▼

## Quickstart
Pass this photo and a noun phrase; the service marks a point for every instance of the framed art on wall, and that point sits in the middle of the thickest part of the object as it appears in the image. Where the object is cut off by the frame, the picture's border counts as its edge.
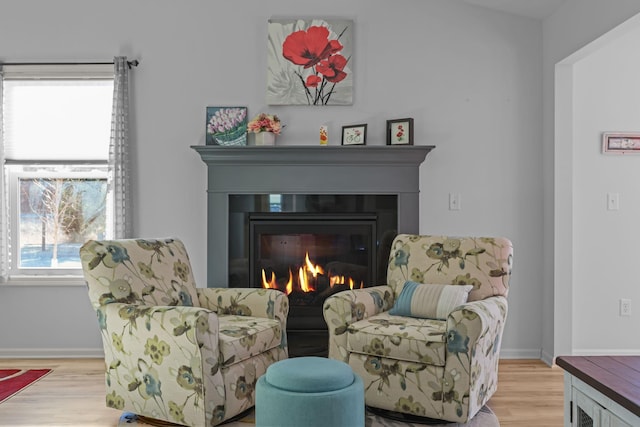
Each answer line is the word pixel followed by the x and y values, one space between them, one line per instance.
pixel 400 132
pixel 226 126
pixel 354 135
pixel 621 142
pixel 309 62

▲
▼

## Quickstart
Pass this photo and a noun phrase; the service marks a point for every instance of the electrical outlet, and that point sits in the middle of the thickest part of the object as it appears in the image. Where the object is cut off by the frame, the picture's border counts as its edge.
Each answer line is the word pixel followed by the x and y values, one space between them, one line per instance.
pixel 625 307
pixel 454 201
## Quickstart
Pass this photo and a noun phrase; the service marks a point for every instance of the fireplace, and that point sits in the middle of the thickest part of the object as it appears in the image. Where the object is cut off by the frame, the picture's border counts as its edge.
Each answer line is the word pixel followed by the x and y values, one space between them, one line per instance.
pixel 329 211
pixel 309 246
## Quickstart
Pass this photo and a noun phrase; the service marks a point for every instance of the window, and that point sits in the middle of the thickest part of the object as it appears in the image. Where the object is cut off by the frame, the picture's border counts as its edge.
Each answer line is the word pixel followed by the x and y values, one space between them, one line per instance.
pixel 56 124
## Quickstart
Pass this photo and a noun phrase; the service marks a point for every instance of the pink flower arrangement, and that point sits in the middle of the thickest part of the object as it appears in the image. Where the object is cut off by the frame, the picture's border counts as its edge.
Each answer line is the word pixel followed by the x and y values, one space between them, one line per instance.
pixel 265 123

▲

• [TASK DIRECTIONS]
Count up the lines in the material above that contain the string "counts", then state that figure alone.

• [RESULT OF THE TASK]
5